• [Prompt]: How many lines in the data below contain the string "girl"? Reply with the number alone.
====== Given data ======
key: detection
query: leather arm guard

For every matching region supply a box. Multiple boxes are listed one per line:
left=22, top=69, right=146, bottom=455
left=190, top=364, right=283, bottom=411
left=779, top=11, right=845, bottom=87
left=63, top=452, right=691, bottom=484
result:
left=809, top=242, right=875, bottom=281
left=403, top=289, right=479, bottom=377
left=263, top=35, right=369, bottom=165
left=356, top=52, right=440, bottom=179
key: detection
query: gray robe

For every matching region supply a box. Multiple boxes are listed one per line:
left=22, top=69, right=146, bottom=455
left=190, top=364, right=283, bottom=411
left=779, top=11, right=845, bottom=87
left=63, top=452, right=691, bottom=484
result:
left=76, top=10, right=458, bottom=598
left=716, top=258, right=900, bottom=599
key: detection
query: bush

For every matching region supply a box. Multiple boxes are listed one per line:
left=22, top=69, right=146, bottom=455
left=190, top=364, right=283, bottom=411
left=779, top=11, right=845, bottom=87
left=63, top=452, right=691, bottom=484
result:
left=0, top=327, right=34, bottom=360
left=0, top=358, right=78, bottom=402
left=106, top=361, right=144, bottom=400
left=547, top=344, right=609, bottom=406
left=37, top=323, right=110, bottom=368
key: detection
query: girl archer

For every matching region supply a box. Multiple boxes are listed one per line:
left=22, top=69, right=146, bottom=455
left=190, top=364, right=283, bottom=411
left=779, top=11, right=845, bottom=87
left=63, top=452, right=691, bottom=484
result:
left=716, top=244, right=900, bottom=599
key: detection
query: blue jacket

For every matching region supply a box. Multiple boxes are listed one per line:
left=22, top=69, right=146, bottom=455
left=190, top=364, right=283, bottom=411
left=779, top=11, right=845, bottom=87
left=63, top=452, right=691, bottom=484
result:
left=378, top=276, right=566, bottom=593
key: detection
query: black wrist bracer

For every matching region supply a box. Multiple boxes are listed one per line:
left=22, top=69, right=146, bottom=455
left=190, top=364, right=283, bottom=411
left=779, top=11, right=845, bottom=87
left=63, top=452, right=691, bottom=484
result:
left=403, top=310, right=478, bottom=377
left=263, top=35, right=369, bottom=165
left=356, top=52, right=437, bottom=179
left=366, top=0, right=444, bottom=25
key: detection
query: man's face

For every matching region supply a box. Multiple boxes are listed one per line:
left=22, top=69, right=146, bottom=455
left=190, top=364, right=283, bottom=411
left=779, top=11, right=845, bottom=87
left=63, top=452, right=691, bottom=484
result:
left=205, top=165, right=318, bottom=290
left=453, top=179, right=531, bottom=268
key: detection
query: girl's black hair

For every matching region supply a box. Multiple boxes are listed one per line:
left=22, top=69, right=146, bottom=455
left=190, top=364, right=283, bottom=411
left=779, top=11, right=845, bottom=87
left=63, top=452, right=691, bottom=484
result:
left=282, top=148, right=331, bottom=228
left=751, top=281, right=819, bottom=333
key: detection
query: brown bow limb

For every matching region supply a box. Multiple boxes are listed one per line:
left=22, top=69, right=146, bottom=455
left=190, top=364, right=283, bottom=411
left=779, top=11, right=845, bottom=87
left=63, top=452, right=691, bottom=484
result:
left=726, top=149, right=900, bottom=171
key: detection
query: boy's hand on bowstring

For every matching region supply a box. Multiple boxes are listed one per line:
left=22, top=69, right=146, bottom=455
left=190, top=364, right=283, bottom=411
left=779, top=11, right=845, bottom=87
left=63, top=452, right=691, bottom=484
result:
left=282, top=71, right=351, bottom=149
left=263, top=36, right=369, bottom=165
======
• [The solution]: 2